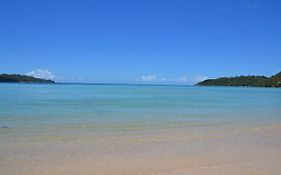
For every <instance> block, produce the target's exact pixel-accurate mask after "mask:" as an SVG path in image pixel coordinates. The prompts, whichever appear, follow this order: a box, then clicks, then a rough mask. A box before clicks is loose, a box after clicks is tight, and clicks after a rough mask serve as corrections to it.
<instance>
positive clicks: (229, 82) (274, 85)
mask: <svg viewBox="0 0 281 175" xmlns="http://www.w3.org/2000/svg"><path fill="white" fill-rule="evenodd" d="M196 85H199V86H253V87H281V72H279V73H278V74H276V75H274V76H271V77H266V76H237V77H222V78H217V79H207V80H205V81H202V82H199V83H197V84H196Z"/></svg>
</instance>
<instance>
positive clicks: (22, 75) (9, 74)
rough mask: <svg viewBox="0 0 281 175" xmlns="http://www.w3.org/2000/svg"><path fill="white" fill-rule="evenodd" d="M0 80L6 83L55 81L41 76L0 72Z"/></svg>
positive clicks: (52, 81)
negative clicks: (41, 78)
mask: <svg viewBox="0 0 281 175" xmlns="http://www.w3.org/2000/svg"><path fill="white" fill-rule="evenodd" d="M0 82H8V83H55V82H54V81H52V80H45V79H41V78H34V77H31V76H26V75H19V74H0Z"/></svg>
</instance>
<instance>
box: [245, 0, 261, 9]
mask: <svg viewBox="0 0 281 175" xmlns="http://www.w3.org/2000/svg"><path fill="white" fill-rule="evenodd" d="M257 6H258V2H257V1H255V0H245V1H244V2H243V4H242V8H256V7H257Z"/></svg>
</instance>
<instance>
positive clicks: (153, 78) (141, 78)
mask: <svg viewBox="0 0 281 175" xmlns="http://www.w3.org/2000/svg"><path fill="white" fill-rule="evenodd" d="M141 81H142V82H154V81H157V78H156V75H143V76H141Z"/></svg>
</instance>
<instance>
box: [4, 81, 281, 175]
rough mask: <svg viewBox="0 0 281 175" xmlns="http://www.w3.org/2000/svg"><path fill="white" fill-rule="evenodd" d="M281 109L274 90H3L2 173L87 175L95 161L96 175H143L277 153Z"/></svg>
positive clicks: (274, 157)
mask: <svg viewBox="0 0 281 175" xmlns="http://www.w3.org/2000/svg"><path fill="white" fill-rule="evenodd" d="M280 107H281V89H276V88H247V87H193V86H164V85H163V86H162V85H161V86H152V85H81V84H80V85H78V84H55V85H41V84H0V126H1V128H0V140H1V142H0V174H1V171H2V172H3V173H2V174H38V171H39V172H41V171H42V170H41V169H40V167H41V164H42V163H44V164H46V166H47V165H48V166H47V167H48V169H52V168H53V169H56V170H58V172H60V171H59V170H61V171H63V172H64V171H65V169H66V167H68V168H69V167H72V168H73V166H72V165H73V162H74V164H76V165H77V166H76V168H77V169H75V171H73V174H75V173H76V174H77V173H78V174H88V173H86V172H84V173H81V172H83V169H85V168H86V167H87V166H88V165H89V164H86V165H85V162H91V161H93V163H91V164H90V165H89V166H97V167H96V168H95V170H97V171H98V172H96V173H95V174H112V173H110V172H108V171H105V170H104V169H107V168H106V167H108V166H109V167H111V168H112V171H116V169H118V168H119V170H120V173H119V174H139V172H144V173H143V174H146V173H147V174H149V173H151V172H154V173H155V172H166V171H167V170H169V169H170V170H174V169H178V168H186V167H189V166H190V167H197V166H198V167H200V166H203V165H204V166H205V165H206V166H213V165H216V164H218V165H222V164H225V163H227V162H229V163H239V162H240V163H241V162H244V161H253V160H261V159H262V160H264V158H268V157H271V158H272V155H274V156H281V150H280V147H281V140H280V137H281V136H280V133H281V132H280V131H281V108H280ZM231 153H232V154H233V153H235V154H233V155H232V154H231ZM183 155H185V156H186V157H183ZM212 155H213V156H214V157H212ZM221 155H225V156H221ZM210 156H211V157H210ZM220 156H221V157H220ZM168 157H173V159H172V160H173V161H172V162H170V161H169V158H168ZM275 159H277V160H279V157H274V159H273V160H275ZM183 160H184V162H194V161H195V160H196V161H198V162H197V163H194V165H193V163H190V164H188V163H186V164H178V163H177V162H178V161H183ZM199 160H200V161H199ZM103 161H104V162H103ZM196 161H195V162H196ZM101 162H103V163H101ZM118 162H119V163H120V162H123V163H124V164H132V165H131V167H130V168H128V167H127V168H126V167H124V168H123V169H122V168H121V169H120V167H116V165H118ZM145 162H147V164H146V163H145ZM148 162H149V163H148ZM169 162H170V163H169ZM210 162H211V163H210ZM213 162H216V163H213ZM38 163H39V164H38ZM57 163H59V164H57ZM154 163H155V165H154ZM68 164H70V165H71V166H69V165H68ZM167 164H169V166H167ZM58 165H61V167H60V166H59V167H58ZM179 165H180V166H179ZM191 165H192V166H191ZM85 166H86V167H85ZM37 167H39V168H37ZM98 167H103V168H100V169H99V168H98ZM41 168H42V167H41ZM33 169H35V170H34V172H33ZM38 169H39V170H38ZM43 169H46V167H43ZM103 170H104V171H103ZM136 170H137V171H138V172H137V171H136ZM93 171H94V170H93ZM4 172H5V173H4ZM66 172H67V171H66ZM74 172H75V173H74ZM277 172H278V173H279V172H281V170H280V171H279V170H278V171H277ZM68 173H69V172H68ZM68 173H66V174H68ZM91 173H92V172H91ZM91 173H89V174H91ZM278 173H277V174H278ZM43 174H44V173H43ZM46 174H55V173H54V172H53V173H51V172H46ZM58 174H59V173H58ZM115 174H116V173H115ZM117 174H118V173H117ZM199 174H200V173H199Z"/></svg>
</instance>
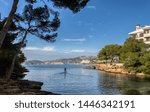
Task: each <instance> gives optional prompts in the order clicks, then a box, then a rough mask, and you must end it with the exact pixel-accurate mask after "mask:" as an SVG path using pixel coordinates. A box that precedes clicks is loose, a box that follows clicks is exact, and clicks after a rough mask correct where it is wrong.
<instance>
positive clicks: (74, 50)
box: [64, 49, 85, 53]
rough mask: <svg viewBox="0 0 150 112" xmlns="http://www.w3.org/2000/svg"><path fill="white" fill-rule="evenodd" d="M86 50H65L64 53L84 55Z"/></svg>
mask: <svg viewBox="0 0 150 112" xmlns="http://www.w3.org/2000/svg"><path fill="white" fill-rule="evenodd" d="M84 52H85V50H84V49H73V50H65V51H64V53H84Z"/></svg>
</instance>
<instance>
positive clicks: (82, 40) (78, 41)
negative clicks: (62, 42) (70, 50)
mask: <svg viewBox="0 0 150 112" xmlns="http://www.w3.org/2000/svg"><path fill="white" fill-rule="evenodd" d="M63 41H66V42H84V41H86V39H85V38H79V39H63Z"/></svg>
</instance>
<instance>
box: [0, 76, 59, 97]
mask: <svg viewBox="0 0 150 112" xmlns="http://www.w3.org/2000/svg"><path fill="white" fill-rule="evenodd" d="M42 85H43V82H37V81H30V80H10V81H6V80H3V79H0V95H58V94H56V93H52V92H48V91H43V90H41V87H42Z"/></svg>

----------------------------------------

All entries should be given again exactly, except that pictures are to be excluded.

For every <instance> block, produce the target's exact pixel-accurate mask after "mask:" as an SVG path in image pixel coordinates. The prompts, whichever appear, follow this order: a box, then clicks, then a rough mask. A box before clicks is loose, a box after clicks is tight, and clicks after a rough mask serve as corrections to it.
<instance>
positive clicks: (229, 82) (274, 85)
mask: <svg viewBox="0 0 281 175" xmlns="http://www.w3.org/2000/svg"><path fill="white" fill-rule="evenodd" d="M196 85H199V86H253V87H281V72H279V73H278V74H276V75H274V76H271V77H266V76H237V77H222V78H217V79H207V80H205V81H202V82H199V83H197V84H196Z"/></svg>
</instance>
<instance>
positive clicks: (22, 75) (9, 74)
rough mask: <svg viewBox="0 0 281 175" xmlns="http://www.w3.org/2000/svg"><path fill="white" fill-rule="evenodd" d="M0 80L6 83L55 81L41 76L0 72Z"/></svg>
positive clicks: (52, 81)
negative clicks: (41, 78)
mask: <svg viewBox="0 0 281 175" xmlns="http://www.w3.org/2000/svg"><path fill="white" fill-rule="evenodd" d="M0 82H8V83H55V82H54V81H52V80H45V79H41V78H34V77H31V76H26V75H19V74H0Z"/></svg>
</instance>
<instance>
box: [245, 0, 261, 9]
mask: <svg viewBox="0 0 281 175" xmlns="http://www.w3.org/2000/svg"><path fill="white" fill-rule="evenodd" d="M257 6H258V2H257V1H255V0H245V1H244V2H243V4H242V8H256V7H257Z"/></svg>
</instance>
<instance>
positive clicks: (153, 78) (141, 78)
mask: <svg viewBox="0 0 281 175" xmlns="http://www.w3.org/2000/svg"><path fill="white" fill-rule="evenodd" d="M141 81H142V82H154V81H157V78H156V75H143V76H141Z"/></svg>
</instance>
<instance>
box: [4, 81, 281, 175]
rough mask: <svg viewBox="0 0 281 175" xmlns="http://www.w3.org/2000/svg"><path fill="white" fill-rule="evenodd" d="M281 109L274 90H3L2 173L87 175L95 161L96 175H143L277 153Z"/></svg>
positive clicks: (274, 157)
mask: <svg viewBox="0 0 281 175" xmlns="http://www.w3.org/2000/svg"><path fill="white" fill-rule="evenodd" d="M280 107H281V89H276V88H247V87H193V86H164V85H163V86H162V85H161V86H152V85H81V84H80V85H78V84H55V85H41V84H0V126H1V128H0V140H1V142H0V174H1V171H2V172H3V173H2V174H38V171H39V172H41V171H42V170H41V169H40V167H41V164H42V163H44V164H46V166H47V165H48V166H47V167H48V169H52V168H53V169H56V170H58V172H60V171H59V170H61V171H63V172H64V171H65V169H66V167H68V168H69V167H72V168H73V166H72V165H73V162H74V164H76V165H77V166H76V168H77V169H75V171H73V174H75V173H76V174H77V173H78V174H88V173H86V172H84V173H81V172H83V169H85V168H86V167H87V166H88V165H89V164H86V165H85V162H91V161H93V163H91V164H90V165H89V166H97V167H96V168H95V170H97V171H98V172H96V173H95V174H112V173H110V172H108V171H105V170H104V169H107V168H106V167H108V166H109V167H111V168H112V171H116V169H118V168H119V170H120V173H119V174H139V172H144V173H143V174H146V173H147V174H149V173H151V172H154V173H155V172H166V171H167V170H169V169H170V170H174V169H178V168H186V167H189V166H190V167H197V166H198V167H200V166H203V165H204V166H205V165H206V166H213V165H216V164H218V165H222V164H225V163H227V162H229V163H239V162H240V163H241V162H244V161H253V160H261V159H262V160H264V158H268V157H271V158H272V155H274V156H281V150H280V147H281V140H280V137H281V136H280V133H281V132H280V131H281V108H280ZM231 153H232V154H233V153H235V154H233V155H232V154H231ZM183 155H185V156H186V157H183ZM212 155H213V156H214V157H212ZM221 155H225V156H221ZM210 156H211V157H210ZM220 156H221V157H220ZM168 157H173V159H172V160H173V161H172V162H170V161H169V158H168ZM275 159H277V160H279V157H274V159H273V160H275ZM183 160H184V162H194V161H195V160H196V161H198V162H197V163H194V165H193V163H190V164H188V163H186V164H178V163H177V162H178V161H183ZM199 160H200V161H199ZM103 161H104V162H103ZM196 161H195V162H196ZM101 162H103V163H101ZM118 162H119V163H120V162H123V163H124V164H132V165H131V167H130V168H128V167H127V168H126V167H124V168H123V169H122V168H121V169H120V167H116V165H118ZM145 162H147V164H146V163H145ZM148 162H149V163H148ZM169 162H170V163H169ZM210 162H211V163H210ZM213 162H216V163H213ZM38 163H39V164H38ZM57 163H59V164H57ZM154 163H155V165H154ZM68 164H70V165H71V166H69V165H68ZM167 164H169V166H167ZM58 165H61V167H60V166H59V167H58ZM179 165H180V166H179ZM191 165H192V166H191ZM85 166H86V167H85ZM37 167H39V168H37ZM98 167H103V168H100V169H99V168H98ZM41 168H42V167H41ZM33 169H35V170H34V172H33ZM38 169H39V170H38ZM43 169H46V167H43ZM103 170H104V171H103ZM136 170H137V171H138V172H137V171H136ZM93 171H94V170H93ZM4 172H5V173H4ZM66 172H67V171H66ZM74 172H75V173H74ZM277 172H278V173H279V172H281V170H280V171H279V170H278V171H277ZM68 173H69V172H68ZM68 173H66V174H68ZM91 173H92V172H91ZM91 173H89V174H91ZM278 173H277V174H278ZM43 174H44V173H43ZM46 174H55V173H54V172H53V173H51V172H46ZM58 174H59V173H58ZM115 174H116V173H115ZM117 174H118V173H117ZM199 174H200V173H199Z"/></svg>
</instance>
Task: each <instance> gives optional prompts in the order clicks, then a box, then a rough mask, and you must end it with the exact pixel-accurate mask after "mask:" as an SVG path using pixel coordinates. A box that precedes clicks is loose, a box that follows clicks is exact, and clicks after a rough mask correct where it is wrong.
<instance>
positive clicks: (74, 50)
box: [64, 49, 85, 53]
rough mask: <svg viewBox="0 0 150 112" xmlns="http://www.w3.org/2000/svg"><path fill="white" fill-rule="evenodd" d="M86 50H65L64 53L84 55Z"/></svg>
mask: <svg viewBox="0 0 150 112" xmlns="http://www.w3.org/2000/svg"><path fill="white" fill-rule="evenodd" d="M84 52H85V50H84V49H73V50H65V51H64V53H84Z"/></svg>
</instance>
<instance>
positive clicks: (82, 40) (78, 41)
negative clicks: (62, 42) (70, 50)
mask: <svg viewBox="0 0 150 112" xmlns="http://www.w3.org/2000/svg"><path fill="white" fill-rule="evenodd" d="M63 41H66V42H84V41H86V39H85V38H79V39H63Z"/></svg>
</instance>
<instance>
box: [0, 76, 59, 97]
mask: <svg viewBox="0 0 150 112" xmlns="http://www.w3.org/2000/svg"><path fill="white" fill-rule="evenodd" d="M42 85H43V82H37V81H30V80H10V81H6V80H3V79H0V95H58V94H56V93H52V92H48V91H43V90H41V87H42Z"/></svg>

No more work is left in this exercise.